## REQUIRED WORK
For each line in the data below that has the word "picks", copy that line.

## EXTRACTED MATERIAL
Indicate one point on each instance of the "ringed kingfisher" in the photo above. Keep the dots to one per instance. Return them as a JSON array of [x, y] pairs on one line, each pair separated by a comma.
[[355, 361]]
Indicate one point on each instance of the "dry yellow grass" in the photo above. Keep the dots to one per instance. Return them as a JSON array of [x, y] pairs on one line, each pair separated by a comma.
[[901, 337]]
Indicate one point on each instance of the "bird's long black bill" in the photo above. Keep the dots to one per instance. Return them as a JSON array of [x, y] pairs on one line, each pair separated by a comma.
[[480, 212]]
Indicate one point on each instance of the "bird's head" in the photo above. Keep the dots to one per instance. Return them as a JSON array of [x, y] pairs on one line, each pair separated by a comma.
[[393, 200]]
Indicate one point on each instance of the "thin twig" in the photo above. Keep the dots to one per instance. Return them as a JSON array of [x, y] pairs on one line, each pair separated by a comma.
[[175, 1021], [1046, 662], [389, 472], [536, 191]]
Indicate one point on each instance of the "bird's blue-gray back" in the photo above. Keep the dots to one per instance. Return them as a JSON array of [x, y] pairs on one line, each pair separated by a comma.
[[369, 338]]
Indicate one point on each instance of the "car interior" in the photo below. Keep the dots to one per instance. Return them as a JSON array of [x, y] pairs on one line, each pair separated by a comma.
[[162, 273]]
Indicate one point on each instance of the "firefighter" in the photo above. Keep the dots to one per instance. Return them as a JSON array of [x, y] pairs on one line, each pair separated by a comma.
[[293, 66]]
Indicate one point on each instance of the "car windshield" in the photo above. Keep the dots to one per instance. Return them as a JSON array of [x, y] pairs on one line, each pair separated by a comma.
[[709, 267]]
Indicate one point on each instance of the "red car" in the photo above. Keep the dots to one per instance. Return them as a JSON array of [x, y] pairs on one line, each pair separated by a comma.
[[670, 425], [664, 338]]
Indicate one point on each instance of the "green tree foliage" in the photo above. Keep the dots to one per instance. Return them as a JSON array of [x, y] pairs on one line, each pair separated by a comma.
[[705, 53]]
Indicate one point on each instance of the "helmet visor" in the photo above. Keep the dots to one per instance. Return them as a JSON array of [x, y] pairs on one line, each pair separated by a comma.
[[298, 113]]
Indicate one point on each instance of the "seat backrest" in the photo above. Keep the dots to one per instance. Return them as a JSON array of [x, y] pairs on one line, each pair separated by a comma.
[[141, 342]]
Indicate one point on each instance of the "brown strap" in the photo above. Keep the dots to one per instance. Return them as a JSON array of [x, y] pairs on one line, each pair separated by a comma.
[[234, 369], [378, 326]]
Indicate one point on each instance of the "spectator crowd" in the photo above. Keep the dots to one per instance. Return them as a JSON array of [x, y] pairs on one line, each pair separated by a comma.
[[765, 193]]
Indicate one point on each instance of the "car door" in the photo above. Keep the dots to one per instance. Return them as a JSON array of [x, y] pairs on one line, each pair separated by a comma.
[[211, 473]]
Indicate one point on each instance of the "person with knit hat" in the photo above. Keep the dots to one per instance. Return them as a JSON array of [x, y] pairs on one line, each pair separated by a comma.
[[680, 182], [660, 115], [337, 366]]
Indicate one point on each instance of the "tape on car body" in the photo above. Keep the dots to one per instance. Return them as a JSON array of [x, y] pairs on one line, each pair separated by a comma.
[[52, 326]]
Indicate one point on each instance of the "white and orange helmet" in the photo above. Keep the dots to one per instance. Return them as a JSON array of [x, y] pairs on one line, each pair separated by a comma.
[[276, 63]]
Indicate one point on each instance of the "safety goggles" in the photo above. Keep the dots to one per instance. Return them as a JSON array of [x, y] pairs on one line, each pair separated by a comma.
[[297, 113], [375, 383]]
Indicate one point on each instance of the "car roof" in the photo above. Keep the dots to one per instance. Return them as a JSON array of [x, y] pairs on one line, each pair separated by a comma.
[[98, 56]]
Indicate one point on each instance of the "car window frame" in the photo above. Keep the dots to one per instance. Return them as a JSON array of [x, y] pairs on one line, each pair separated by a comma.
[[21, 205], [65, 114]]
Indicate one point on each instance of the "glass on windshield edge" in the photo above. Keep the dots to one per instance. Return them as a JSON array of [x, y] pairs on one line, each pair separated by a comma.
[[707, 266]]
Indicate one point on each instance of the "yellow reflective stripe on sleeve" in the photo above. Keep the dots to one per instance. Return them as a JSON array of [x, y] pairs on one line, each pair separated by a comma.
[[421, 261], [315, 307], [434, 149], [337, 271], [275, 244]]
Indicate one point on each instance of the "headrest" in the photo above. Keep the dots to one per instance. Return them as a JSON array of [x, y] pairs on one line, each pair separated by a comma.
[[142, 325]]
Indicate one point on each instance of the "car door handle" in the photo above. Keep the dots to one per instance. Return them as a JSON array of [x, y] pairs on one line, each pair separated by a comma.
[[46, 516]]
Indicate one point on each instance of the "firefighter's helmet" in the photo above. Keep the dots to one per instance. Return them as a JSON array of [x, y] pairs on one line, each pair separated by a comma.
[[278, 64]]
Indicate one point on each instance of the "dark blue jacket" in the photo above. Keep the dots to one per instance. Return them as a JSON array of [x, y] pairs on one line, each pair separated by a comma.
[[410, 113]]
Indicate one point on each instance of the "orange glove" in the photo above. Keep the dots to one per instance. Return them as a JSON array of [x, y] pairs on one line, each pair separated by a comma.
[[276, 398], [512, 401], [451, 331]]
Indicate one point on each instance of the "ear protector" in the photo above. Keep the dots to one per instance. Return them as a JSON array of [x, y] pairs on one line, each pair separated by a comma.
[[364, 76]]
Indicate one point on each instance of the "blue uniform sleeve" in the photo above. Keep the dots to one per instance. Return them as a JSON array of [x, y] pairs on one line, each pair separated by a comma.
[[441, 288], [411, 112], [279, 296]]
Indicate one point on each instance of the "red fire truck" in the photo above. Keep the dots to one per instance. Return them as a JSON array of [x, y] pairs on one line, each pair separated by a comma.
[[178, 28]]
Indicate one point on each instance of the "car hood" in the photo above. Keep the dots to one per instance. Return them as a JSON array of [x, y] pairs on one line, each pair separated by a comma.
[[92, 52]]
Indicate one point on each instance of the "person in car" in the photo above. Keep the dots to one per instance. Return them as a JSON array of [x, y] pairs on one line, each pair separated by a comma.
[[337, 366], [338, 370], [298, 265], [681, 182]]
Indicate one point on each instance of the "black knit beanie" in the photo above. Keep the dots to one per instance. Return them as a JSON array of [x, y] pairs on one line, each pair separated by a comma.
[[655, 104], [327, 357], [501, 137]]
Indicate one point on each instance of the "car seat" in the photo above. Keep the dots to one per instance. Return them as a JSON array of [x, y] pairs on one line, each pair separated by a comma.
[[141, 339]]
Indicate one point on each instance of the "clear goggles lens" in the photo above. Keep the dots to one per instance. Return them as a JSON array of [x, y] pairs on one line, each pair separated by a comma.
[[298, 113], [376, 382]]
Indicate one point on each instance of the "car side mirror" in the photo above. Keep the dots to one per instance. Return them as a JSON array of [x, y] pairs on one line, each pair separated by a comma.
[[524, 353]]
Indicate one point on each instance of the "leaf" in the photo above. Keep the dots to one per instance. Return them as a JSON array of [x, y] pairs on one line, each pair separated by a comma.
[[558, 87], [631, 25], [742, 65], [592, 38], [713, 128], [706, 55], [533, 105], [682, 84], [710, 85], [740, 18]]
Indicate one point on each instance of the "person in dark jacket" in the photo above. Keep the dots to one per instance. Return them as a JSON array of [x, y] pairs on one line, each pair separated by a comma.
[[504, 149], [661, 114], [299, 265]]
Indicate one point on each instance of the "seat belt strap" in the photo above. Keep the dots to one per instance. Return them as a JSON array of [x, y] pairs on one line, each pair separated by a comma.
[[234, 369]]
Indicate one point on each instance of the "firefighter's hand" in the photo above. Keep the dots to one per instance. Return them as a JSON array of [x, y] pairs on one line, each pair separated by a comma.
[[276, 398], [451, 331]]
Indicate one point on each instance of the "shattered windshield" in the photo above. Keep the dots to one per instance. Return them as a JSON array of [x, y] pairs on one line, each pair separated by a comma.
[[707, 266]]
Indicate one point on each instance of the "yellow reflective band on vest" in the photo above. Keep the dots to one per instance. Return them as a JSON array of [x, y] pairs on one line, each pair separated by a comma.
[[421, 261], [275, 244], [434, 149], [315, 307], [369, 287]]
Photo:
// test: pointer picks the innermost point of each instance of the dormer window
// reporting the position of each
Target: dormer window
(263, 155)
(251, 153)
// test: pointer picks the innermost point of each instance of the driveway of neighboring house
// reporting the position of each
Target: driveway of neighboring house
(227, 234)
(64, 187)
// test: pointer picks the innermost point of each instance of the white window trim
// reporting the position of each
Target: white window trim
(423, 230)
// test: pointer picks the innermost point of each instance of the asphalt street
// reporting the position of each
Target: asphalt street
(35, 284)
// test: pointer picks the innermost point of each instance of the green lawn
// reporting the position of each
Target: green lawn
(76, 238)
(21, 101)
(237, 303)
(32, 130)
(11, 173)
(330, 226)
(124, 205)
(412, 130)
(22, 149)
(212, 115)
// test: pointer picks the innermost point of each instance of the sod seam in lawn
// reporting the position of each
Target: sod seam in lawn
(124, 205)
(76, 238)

## RESULT OF THE EXERCISE
// test: pointer picks the innermost point of each instance of the dormer window
// test: pointer picks the innermost point of each instance of the driveway of neighboring house
// test: pointer picks the innermost point of each instance of the white window trim
// test: pointer picks the innermost point of each instance of the asphalt street
// test: pointer picks the innermost point of each instance of the green lawn
// test: pointer picks the innermost point of each instance of the sod seam in lawn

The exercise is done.